Reading text »
┄┄┄┄┄┄
Much ado has been made about the fact that the poached lion had a name, Cecil, and was under protection by the state, but talking about the cat as an individual misses the point. Palmer apologized for killing a known lion, while reaffirming that big game hunting is still a hobby he enjoys legally and responsibly. He cared about the anthropomorphic aspects of the beast, but his statement on the matter, along with his well documented history of killing large animals for sport, implies that he would not have cared about a nameless apex predator. That’s what he had planned to do, and had Cecil not been named I suspect the subsequent controversy would have been fairly muted in comparison to what we saw in the media and across the Internet.
Immediately upon hearing that Cecil had been baited, shot, beheaded and skinned then left for the carrion while his 12 cubs were left to be slaughtered by the next dominant male to take his place, the first thing I thought of was horror. One of the greatest weird tales in the English language, and one of my personal favourite horror stories, The Cats of Ulthar by H.P. Lovecraft is a short, contemplative parable of what happens to humans that hurt cats. Lovecraft was an ardent lover of felines, writing his own pet into The Rats in the Walls, and Ulthar inverts the natural human assumption of superiority over other animals.
┄┄┄┄┄┄
Requests »
1: The piece on Cecil the lion describes what was done to Cecil. List each of those actions in the order the text gives them.
2: According to the piece on Cecil the lion, how many cubs did Cecil leave behind?
3: Transcribe the piece on Cecil the lion between "Immediately upon hearing" and "over other animals.", inclusive.
┄┄┄┄┄┄
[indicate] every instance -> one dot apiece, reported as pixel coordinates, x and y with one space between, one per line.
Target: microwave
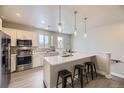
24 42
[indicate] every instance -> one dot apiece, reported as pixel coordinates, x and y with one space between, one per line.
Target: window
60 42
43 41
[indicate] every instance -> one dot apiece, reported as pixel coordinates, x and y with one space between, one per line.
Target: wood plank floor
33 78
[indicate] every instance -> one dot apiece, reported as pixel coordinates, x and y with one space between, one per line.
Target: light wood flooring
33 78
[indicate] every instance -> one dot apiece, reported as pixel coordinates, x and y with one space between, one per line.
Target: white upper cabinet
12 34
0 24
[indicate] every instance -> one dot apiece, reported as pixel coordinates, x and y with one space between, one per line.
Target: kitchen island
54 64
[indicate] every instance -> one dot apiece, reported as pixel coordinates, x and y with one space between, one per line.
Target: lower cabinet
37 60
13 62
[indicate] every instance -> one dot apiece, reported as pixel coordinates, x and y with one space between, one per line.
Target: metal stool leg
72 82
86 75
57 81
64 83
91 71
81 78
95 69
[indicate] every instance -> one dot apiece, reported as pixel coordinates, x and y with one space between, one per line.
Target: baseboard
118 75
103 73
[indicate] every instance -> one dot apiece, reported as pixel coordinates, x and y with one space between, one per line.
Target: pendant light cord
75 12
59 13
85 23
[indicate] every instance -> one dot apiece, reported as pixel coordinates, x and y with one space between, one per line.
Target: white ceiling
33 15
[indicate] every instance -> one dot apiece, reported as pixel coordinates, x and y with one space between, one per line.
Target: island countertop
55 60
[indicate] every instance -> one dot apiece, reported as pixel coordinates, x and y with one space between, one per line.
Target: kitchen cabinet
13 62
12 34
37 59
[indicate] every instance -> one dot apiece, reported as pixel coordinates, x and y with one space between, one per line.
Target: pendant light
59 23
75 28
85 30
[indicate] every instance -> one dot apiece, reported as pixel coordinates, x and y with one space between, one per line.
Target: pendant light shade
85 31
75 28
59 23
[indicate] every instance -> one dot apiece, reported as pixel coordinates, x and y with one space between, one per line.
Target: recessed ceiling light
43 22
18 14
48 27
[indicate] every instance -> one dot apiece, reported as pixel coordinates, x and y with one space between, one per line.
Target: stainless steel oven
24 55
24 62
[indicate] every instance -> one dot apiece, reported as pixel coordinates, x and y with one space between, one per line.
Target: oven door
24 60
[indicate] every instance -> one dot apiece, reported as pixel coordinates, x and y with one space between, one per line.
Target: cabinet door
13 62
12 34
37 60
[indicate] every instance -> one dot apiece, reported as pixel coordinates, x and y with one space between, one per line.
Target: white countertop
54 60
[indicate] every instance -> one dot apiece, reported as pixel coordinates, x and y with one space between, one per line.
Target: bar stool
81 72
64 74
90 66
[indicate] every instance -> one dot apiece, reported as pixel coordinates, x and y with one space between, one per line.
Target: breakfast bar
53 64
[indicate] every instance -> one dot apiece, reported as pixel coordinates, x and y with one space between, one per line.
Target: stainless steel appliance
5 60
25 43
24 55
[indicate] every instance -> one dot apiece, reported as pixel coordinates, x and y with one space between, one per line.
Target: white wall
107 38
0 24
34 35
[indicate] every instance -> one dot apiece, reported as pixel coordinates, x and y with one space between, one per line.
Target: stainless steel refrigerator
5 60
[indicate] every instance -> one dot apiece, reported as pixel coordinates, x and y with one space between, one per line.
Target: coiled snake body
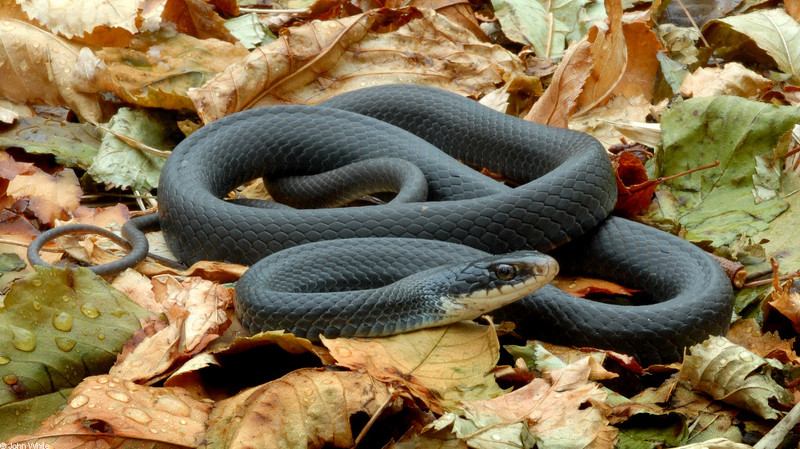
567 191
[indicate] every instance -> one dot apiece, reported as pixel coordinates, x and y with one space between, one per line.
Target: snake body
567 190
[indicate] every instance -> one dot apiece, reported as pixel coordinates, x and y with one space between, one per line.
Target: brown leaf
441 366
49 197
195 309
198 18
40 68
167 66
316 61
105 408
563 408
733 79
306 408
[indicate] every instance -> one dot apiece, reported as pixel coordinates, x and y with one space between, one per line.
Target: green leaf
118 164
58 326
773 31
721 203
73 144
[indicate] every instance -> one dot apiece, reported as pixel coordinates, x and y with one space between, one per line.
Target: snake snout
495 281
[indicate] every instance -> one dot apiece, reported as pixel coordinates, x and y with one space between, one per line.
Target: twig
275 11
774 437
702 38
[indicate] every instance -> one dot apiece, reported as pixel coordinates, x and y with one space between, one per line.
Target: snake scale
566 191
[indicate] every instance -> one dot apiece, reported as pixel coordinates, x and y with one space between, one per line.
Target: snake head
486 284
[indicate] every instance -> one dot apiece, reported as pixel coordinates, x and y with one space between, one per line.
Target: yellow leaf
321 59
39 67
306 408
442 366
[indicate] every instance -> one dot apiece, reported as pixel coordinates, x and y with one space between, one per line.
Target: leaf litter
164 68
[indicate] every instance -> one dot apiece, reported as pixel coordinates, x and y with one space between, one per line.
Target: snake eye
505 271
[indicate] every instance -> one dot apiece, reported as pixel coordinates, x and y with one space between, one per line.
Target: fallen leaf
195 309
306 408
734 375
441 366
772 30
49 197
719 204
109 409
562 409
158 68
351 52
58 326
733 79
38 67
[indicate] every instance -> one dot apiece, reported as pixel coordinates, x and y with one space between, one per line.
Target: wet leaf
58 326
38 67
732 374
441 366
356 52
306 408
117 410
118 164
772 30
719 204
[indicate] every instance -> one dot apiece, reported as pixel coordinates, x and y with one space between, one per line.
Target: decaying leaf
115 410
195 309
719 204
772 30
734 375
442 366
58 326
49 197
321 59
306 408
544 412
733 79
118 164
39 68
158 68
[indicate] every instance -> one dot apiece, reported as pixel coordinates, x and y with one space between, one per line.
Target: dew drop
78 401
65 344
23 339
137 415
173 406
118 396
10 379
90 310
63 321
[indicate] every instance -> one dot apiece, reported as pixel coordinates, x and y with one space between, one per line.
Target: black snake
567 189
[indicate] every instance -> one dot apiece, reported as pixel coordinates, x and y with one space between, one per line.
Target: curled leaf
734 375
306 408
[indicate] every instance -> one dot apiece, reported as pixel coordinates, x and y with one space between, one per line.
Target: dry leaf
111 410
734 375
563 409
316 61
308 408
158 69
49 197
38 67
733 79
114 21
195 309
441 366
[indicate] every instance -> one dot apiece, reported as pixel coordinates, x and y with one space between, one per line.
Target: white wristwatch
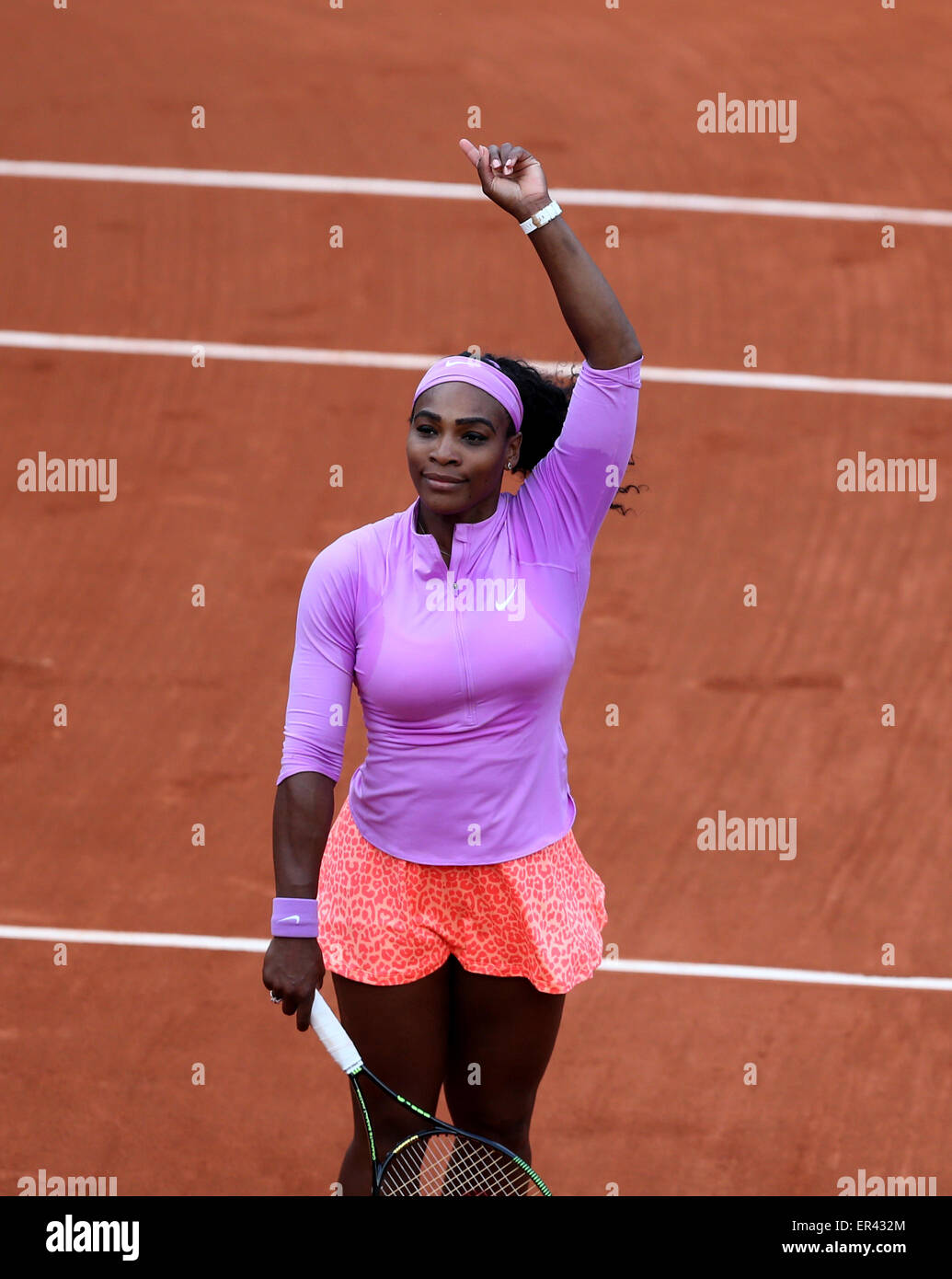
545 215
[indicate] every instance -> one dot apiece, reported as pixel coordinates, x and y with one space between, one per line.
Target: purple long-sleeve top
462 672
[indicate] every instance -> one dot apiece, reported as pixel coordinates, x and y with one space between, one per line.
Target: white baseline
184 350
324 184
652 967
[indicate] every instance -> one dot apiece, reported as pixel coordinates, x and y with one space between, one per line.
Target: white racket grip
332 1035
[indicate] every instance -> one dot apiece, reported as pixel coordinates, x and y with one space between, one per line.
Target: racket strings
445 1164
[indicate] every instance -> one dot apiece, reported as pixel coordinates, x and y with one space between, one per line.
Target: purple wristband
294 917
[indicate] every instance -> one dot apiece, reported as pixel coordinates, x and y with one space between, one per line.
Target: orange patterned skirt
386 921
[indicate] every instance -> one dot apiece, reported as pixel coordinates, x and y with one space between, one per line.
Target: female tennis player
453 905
┄┄┄┄┄┄
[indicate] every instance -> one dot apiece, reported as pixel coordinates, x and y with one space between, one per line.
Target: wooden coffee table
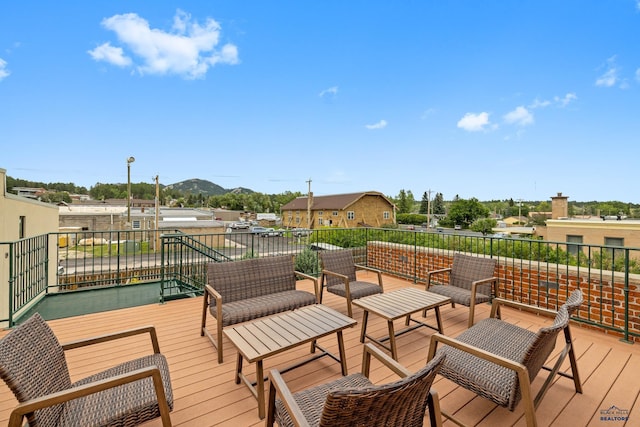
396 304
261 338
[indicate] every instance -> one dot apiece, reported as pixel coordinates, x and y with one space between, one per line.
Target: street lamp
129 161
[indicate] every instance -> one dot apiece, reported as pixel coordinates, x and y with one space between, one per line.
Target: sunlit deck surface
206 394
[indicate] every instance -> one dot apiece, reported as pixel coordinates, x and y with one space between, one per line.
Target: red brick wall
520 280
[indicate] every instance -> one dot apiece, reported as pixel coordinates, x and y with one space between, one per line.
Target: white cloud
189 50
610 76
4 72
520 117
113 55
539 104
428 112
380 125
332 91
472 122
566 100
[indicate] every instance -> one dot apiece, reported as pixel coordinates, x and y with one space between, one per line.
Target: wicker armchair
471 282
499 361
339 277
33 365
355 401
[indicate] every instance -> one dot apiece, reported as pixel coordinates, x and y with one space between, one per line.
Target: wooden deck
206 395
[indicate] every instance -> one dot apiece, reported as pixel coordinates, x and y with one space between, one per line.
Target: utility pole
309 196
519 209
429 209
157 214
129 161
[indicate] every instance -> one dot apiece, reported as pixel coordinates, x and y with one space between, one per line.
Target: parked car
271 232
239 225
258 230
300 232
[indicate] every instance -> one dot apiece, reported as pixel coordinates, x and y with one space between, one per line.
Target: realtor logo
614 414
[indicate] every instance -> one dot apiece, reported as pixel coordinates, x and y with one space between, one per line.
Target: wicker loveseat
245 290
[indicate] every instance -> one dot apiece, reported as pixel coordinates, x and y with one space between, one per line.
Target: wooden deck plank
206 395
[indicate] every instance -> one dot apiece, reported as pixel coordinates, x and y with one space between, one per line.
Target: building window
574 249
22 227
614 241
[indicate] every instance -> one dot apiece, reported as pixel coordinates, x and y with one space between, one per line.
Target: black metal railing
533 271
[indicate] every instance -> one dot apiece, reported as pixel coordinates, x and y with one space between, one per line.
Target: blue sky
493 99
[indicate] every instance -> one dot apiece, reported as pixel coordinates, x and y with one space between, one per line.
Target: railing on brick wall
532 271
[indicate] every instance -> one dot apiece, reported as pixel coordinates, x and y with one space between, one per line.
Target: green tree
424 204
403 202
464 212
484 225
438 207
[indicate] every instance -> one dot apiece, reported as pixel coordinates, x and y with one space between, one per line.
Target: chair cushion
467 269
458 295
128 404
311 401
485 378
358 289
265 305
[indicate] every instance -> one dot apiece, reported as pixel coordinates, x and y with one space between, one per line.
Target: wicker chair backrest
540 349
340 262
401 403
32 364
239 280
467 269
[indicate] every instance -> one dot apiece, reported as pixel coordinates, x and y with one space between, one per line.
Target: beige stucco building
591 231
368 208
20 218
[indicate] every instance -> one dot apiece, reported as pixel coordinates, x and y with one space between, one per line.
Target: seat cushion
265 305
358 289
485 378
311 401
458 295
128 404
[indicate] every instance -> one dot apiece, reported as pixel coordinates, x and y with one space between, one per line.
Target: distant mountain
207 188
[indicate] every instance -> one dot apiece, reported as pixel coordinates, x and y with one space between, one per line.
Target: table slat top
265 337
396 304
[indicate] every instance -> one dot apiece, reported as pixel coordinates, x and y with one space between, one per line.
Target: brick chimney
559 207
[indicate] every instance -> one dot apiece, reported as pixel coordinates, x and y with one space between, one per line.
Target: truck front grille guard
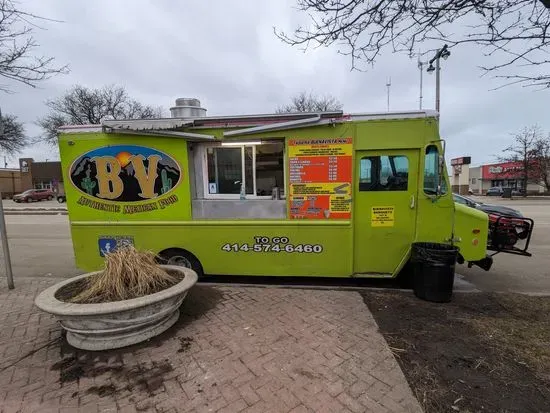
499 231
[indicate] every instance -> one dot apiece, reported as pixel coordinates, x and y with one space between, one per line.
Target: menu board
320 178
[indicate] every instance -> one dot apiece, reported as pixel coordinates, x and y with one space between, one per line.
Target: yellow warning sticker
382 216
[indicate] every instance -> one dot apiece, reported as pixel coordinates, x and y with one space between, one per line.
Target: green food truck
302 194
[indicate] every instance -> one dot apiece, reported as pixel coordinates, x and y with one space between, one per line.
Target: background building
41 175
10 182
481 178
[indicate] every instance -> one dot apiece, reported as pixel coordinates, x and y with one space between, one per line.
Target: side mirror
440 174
┄┄┄┄┄┄
Outputs by task »
1: baited, shot, beheaded, skinned, left for the carrion

2: Twelve.

3:
Immediately upon hearing that Cecil had been baited, shot, beheaded and skinned then left for the carrion while his 12 cubs were left to be slaughtered by the next dominant male to take his place, the first thing I thought of was horror. One of the greatest weird tales in the English language, and one of my personal favourite horror stories, The Cats of Ulthar by H.P. Lovecraft is a short, contemplative parable of what happens to humans that hurt cats. Lovecraft was an ardent lover of felines, writing his own pet into The Rats in the Walls, and Ulthar inverts the natural human assumption of superiority over other animals.